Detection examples
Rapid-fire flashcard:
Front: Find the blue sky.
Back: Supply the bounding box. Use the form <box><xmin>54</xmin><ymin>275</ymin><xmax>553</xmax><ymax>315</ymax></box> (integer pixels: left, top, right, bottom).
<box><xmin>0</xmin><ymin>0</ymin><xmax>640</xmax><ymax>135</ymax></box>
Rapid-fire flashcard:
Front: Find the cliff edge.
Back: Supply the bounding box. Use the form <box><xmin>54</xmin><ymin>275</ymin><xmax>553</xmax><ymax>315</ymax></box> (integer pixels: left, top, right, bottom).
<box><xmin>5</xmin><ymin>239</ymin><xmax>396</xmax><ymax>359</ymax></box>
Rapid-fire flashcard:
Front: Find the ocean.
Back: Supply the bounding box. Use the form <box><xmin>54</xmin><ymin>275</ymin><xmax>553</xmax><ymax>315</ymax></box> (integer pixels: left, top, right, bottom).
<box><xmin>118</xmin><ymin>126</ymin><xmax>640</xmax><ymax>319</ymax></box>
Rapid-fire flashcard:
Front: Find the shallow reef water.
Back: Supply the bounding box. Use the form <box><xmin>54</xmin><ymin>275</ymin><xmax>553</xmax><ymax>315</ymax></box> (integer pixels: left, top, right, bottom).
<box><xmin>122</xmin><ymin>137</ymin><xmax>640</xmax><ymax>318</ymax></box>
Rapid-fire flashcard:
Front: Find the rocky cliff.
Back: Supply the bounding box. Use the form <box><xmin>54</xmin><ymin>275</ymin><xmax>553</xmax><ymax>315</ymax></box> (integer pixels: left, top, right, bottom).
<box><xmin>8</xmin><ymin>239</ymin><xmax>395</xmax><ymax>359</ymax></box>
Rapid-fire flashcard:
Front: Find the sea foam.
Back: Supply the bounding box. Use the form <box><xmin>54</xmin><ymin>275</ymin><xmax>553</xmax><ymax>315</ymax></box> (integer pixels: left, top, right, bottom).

Your task: Please return each line of the material above that contains the string "Find". Case counts.

Correct result:
Front: Find the blue sky.
Front: Find the cliff edge.
Front: Find the ocean.
Front: Find the shallow reef water.
Front: Find the rocky cliff.
Front: Find the sea foam.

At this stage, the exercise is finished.